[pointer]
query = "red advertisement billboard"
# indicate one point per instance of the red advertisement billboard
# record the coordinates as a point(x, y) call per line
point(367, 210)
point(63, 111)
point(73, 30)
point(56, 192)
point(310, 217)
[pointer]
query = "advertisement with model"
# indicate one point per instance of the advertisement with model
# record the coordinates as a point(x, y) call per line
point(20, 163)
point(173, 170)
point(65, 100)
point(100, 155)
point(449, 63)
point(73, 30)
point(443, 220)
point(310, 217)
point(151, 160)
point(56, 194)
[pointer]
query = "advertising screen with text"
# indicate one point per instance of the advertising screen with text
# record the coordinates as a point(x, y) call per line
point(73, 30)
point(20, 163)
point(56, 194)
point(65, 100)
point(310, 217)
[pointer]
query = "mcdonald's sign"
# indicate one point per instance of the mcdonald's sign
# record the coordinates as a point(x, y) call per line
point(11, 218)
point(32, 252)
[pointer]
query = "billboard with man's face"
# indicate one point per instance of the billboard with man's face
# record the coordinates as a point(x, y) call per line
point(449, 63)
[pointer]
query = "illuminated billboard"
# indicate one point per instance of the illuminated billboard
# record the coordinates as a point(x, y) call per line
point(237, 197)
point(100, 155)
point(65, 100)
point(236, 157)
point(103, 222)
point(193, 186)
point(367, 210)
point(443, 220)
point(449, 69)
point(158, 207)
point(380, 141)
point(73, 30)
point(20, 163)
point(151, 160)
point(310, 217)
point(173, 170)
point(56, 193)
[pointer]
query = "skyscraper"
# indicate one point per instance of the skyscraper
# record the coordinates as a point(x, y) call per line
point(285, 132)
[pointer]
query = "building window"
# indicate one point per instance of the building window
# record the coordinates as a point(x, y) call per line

##############################

§ Problem
Return the entries above exactly as they were written.

§ Task result
[pointer]
query = "red advertisement billboard"
# indicate one point per instance of the red advertisement billboard
# record the coordinates as a point(x, y) call per line
point(367, 210)
point(63, 111)
point(73, 30)
point(56, 192)
point(310, 217)
[pointer]
query = "advertisement with model"
# indicate one point per instance of the advertisement with model
# record the coordinates as a point(x, y) call per line
point(20, 163)
point(173, 170)
point(65, 100)
point(100, 155)
point(449, 63)
point(73, 30)
point(443, 220)
point(310, 217)
point(151, 160)
point(56, 194)
[pointer]
query = "advertising screen with text"
# indicate one point per instance of the advertising screen with text
# record the coordinates as a point(x, y) call per line
point(73, 30)
point(20, 163)
point(56, 194)
point(65, 100)
point(310, 217)
[pointer]
query = "mcdonald's sign"
# indicate one point per instance of the mcdonald's sign
# record the coordinates as a point(x, y) call per line
point(11, 218)
point(32, 252)
[pointer]
query = "billboard with man's face"
# indicate one point per instance of the billboard with man's face
# record the coordinates as a point(x, y) call per line
point(449, 63)
[pointer]
query = "illuminated billboard"
# indicate one point per instance of the illuminated billboard
# record the coordinates as a point(x, y) call per line
point(237, 197)
point(100, 155)
point(65, 100)
point(236, 157)
point(103, 222)
point(193, 186)
point(367, 210)
point(443, 220)
point(449, 69)
point(158, 207)
point(380, 141)
point(73, 30)
point(20, 163)
point(151, 160)
point(310, 217)
point(173, 170)
point(56, 193)
[pointer]
query = "skyscraper"
# indicate one point per instance of the skyscraper
# record the coordinates as a point(x, y) call per line
point(285, 132)
[pointer]
query = "building window"
# indicate one point per instance of the building window
# record the coordinates as a point(x, y) call per line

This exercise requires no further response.